• [Set exercise]:
Rescale the data from the line containing "Locate white steam" through the line containing "[453, 570, 745, 672]", both ends included. Give back only those lines, requests too, with each bounding-box coordinate in the answers multiplied by 0.75 and rounded to whole numbers (halves round up), and leave the requests and their format samples unchanged.

>> START Given records

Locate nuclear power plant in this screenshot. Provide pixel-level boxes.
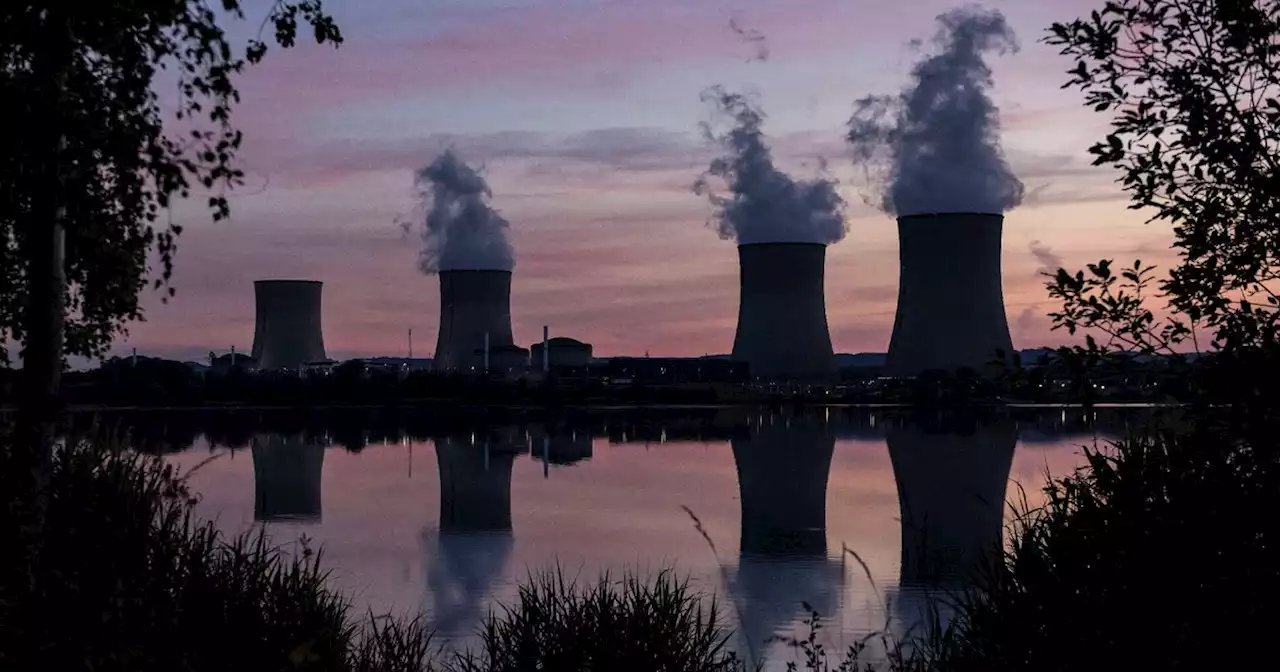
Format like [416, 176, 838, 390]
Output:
[431, 270, 515, 371]
[250, 434, 324, 522]
[253, 280, 325, 369]
[886, 420, 1018, 586]
[732, 243, 836, 383]
[884, 212, 1014, 378]
[731, 415, 836, 557]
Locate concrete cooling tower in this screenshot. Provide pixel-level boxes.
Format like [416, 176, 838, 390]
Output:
[435, 436, 517, 535]
[886, 420, 1018, 588]
[253, 280, 325, 369]
[884, 212, 1014, 376]
[431, 270, 515, 371]
[732, 243, 836, 381]
[731, 416, 836, 557]
[250, 434, 324, 522]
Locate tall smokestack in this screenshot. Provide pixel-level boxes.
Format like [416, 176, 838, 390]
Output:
[884, 212, 1014, 376]
[732, 243, 836, 381]
[251, 434, 324, 521]
[886, 420, 1018, 588]
[431, 270, 515, 371]
[253, 280, 325, 369]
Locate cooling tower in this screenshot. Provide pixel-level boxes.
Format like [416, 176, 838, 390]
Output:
[435, 436, 516, 535]
[732, 243, 836, 381]
[884, 214, 1014, 376]
[886, 420, 1018, 588]
[431, 270, 515, 371]
[731, 415, 836, 557]
[253, 280, 325, 369]
[250, 434, 324, 521]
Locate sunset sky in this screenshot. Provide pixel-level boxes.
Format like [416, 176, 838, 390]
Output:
[115, 0, 1171, 358]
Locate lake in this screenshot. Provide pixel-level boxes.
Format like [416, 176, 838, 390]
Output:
[145, 408, 1143, 669]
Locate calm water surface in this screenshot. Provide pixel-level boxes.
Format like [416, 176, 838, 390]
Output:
[154, 410, 1125, 668]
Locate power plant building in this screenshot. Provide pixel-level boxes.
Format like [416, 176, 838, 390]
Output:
[884, 212, 1014, 378]
[252, 280, 326, 370]
[732, 243, 836, 383]
[433, 270, 515, 371]
[529, 337, 591, 369]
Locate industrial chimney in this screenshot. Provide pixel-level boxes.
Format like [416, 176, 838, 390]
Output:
[884, 212, 1014, 378]
[886, 420, 1018, 588]
[253, 280, 325, 369]
[732, 243, 836, 381]
[431, 270, 515, 371]
[250, 434, 324, 522]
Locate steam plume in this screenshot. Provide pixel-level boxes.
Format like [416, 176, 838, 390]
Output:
[694, 86, 847, 244]
[847, 6, 1024, 215]
[413, 150, 516, 275]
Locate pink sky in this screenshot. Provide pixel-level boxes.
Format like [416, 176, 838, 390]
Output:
[115, 0, 1171, 357]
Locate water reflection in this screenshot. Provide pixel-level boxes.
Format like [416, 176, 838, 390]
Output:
[730, 413, 845, 655]
[884, 419, 1018, 635]
[251, 434, 325, 522]
[149, 408, 1152, 668]
[422, 426, 527, 637]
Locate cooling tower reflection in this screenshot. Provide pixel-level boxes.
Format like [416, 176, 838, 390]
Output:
[730, 413, 845, 662]
[251, 434, 324, 522]
[422, 428, 525, 636]
[886, 419, 1018, 640]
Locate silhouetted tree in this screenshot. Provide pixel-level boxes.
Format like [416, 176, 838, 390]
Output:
[0, 0, 342, 529]
[1047, 0, 1280, 352]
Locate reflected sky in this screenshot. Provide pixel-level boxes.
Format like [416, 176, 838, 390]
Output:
[169, 412, 1111, 669]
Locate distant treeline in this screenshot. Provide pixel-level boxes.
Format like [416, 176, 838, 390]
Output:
[0, 357, 1190, 408]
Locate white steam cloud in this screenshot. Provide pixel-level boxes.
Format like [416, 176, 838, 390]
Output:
[847, 6, 1024, 215]
[694, 87, 849, 244]
[413, 150, 516, 275]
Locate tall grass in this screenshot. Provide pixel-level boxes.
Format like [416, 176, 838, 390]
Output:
[0, 432, 430, 671]
[929, 424, 1280, 672]
[453, 570, 745, 672]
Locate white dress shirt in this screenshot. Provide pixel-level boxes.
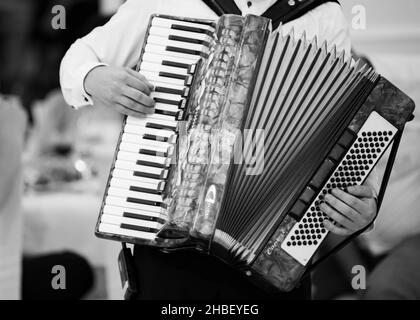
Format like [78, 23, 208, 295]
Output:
[60, 0, 351, 108]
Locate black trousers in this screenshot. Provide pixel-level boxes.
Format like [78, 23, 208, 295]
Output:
[22, 252, 94, 300]
[133, 246, 311, 300]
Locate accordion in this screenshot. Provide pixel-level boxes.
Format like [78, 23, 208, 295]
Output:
[96, 15, 414, 291]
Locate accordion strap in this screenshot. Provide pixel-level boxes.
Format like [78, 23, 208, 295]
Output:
[203, 0, 338, 30]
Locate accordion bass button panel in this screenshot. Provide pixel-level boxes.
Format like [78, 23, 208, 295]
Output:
[281, 112, 398, 266]
[98, 16, 214, 241]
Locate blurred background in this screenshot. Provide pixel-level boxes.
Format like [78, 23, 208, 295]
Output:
[0, 0, 420, 299]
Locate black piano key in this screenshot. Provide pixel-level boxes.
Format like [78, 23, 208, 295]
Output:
[159, 71, 188, 81]
[123, 212, 165, 224]
[155, 87, 184, 96]
[127, 197, 161, 207]
[309, 159, 335, 189]
[162, 60, 190, 69]
[171, 24, 213, 36]
[289, 200, 309, 221]
[133, 171, 163, 180]
[168, 35, 209, 47]
[299, 187, 316, 204]
[129, 186, 162, 195]
[146, 122, 176, 131]
[338, 129, 357, 149]
[139, 149, 168, 157]
[166, 46, 202, 56]
[142, 133, 169, 142]
[328, 144, 347, 163]
[155, 109, 178, 118]
[120, 223, 159, 233]
[136, 160, 166, 169]
[154, 98, 180, 106]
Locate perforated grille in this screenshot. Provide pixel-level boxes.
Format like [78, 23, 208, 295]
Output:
[282, 112, 397, 265]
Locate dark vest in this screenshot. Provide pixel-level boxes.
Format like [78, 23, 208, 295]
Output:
[203, 0, 338, 30]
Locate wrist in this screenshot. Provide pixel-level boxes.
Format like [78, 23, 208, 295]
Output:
[83, 65, 107, 97]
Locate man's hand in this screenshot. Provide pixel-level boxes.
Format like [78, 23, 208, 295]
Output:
[84, 66, 155, 117]
[320, 186, 377, 236]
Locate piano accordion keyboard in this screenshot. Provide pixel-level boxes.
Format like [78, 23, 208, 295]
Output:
[98, 16, 214, 241]
[281, 112, 398, 266]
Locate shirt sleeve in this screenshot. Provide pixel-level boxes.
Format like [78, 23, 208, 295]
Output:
[60, 0, 155, 108]
[280, 2, 351, 58]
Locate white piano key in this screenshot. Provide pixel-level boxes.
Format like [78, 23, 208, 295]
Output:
[142, 52, 192, 65]
[141, 71, 185, 86]
[101, 213, 163, 230]
[109, 177, 163, 192]
[149, 26, 211, 42]
[124, 124, 175, 139]
[151, 17, 214, 32]
[103, 204, 167, 220]
[105, 196, 165, 214]
[99, 223, 156, 240]
[111, 168, 165, 186]
[144, 43, 201, 64]
[115, 160, 168, 179]
[139, 61, 190, 76]
[108, 186, 163, 203]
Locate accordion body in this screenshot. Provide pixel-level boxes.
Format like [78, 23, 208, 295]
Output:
[96, 15, 414, 291]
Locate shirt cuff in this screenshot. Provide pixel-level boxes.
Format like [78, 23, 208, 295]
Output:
[73, 62, 108, 109]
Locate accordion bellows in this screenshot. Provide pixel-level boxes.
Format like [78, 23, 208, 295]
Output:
[97, 15, 414, 291]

>> END Given records

• [Full output]:
Locate white steam cloud in this screenshot. Provide pixel-level boxes.
Format like [416, 176, 838, 390]
Output:
[635, 5, 768, 161]
[521, 65, 637, 183]
[310, 113, 387, 206]
Locate tall grass in this screenshot. Provide pixel-level boxes.
Format like [416, 176, 838, 390]
Output:
[0, 324, 323, 503]
[697, 318, 960, 504]
[340, 428, 559, 504]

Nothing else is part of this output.